Segment Start: Input data

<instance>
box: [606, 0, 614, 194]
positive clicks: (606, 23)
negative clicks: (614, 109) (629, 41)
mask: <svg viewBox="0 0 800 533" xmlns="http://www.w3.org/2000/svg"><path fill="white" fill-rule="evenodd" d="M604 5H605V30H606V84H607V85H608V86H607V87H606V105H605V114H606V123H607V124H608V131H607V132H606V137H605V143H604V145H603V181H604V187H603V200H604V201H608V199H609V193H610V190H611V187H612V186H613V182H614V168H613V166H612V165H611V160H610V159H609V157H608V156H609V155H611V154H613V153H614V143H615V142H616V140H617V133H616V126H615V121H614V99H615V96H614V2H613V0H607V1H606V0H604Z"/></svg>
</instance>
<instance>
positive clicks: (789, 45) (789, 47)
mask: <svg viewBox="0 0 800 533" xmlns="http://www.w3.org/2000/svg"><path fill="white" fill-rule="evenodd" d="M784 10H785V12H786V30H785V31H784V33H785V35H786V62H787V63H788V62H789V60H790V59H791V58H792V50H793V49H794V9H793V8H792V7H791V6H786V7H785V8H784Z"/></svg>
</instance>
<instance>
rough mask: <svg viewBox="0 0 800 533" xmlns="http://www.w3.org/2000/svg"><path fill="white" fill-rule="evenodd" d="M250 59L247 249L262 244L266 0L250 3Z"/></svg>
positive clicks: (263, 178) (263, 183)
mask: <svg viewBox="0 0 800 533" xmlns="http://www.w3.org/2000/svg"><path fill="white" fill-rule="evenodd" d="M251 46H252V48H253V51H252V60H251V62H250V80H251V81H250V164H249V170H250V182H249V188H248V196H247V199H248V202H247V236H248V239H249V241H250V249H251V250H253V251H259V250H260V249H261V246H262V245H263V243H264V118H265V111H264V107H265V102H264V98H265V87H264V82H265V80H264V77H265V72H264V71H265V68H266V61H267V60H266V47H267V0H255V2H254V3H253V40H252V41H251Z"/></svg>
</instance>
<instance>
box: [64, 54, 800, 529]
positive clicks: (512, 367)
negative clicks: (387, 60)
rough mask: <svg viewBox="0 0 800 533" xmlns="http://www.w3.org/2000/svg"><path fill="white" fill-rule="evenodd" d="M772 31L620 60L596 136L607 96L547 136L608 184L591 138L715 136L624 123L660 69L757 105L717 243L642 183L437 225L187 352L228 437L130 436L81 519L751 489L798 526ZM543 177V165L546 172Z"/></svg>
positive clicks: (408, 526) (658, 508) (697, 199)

Segment End: Input data

**Exercise:** Check the records above and copy each line that has the string "rough".

**Written response:**
rough mask: <svg viewBox="0 0 800 533" xmlns="http://www.w3.org/2000/svg"><path fill="white" fill-rule="evenodd" d="M250 59L247 249L262 244L266 0L250 3Z"/></svg>
rough mask: <svg viewBox="0 0 800 533" xmlns="http://www.w3.org/2000/svg"><path fill="white" fill-rule="evenodd" d="M772 31L620 60L596 136L607 96L547 136L608 184L591 138L715 136L624 123L660 69L757 105L717 243L642 183L437 225L187 352L228 437L130 436L81 519L751 489L798 526ZM543 177V165L546 172Z"/></svg>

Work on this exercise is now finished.